#### Directions:
Please format every line of the entries below as a Markdown table with the columns "Row" and "Line," numbering the rows and leaving out blank lines.

(Point placement entries)
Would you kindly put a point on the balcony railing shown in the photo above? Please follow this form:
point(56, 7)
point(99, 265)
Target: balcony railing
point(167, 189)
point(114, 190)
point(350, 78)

#### Right answer:
| Row | Line |
|---|---|
| 1 | Would you kindly put a point on the balcony railing shown in the photo above? Please follow this form: |
| 2 | point(56, 7) |
| 3 | point(99, 265) |
| 4 | Target: balcony railing |
| 5 | point(167, 189) |
| 6 | point(114, 190) |
| 7 | point(350, 78) |